§ Action item
Every line below is to be quoted exactly, with nothing added or dropped.

Stored records
---------------
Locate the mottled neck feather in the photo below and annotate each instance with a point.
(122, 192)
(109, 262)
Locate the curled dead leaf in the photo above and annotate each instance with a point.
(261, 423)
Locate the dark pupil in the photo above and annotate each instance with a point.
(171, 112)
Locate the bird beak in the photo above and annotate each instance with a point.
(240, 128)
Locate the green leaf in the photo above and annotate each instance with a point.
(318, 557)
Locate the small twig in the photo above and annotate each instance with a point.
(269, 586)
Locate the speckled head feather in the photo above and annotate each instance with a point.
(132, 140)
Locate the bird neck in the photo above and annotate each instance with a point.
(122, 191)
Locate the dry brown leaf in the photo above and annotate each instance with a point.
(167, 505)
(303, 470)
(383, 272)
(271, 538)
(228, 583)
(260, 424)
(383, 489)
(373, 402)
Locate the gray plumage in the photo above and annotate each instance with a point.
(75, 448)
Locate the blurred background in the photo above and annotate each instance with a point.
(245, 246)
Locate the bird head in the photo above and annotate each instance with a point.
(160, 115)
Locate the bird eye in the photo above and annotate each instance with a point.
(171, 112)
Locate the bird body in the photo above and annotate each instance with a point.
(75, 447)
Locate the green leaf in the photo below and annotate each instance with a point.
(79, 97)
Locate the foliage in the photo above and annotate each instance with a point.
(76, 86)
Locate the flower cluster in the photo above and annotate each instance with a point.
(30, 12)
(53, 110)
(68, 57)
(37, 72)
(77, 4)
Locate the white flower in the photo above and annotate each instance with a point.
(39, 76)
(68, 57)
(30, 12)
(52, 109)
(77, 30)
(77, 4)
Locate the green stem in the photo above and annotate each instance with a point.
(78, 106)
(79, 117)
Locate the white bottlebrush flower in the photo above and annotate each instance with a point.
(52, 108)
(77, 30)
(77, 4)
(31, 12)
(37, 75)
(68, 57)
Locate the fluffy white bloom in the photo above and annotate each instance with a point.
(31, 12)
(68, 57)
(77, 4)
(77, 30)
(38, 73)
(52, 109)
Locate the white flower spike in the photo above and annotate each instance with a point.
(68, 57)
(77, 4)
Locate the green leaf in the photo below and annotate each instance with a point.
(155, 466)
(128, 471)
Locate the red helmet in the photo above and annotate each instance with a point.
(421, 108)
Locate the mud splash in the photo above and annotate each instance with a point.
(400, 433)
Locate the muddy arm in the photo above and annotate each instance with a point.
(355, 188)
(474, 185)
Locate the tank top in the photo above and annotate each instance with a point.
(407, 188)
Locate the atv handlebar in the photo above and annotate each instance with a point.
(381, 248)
---------------
§ Response to this task
Locate the mottled neck feather in the photo below and annotate each instance with a point.
(122, 192)
(109, 262)
Locate the curled dead leaf in the photo above and annotate each instance with a point.
(261, 423)
Locate the dark pupil in the photo above and annotate each instance with a point.
(171, 112)
Locate the bird beak in the photo above and annotate each instance with a point.
(240, 128)
Locate the green leaf in the photo above and annotate each instance with a point.
(318, 557)
Locate the small twig in the photo above and annotate each instance with a point.
(269, 586)
Locate the speckled head feather in the photo above and annotate each instance with a point.
(132, 140)
Locate the bird neck in the photo above and annotate each instance with a point.
(122, 191)
Locate the dry brown leaf in the photo above and annotate each instance with a point.
(167, 505)
(303, 470)
(383, 272)
(271, 538)
(228, 583)
(260, 424)
(383, 489)
(373, 402)
Locate the gray plumage in the photo above and annotate each instance with a point.
(75, 448)
Locate the blurred background in the photo above and annotate each instance with a point.
(245, 246)
Locate the bird head in the photo above and annotate each instance with a point.
(160, 115)
Locate the bird eye in the photo above and annotate each instance with a point.
(171, 112)
Locate the bird body in the photo above and annotate each instance with a point.
(75, 447)
Locate the green leaf in the photo below and annotate each instance with a point.
(79, 97)
Locate the foliage in the photo above and annotate each instance with a point.
(76, 86)
Locate the flower cluster in the photo above and annotate each instance with a point.
(30, 12)
(53, 110)
(68, 57)
(37, 72)
(77, 4)
Locate the white flower in the photo above and annotate each instance with a point.
(39, 76)
(68, 57)
(30, 12)
(52, 109)
(77, 30)
(77, 4)
Locate the green stem in the photo above and annotate each instance with a point.
(78, 106)
(79, 117)
Locate the white bottlebrush flower in the photo above and annotate each instance with a point.
(52, 108)
(77, 30)
(77, 4)
(31, 12)
(37, 75)
(68, 57)
Locate the fluffy white bloom in the photo above and annotate each instance with a point.
(31, 12)
(68, 57)
(77, 4)
(77, 30)
(38, 73)
(52, 109)
Locate the white flower spike in the photo above and annotate each instance with a point.
(68, 57)
(77, 4)
Locate the green leaf in the photo below and annotate each instance with a point.
(155, 466)
(128, 471)
Locate the red helmet in the photo above and annotate each instance with a point.
(421, 108)
Locate the mud splash in the photo above and annotate each instance with a point.
(400, 433)
Locate the muddy arm in the photo above and annotate each instance with a point.
(355, 188)
(474, 185)
Locate the tank top in the photo above and annotate each instance with a point.
(407, 188)
Locate the atv handlebar in the photo above and annotate each instance with a point.
(381, 248)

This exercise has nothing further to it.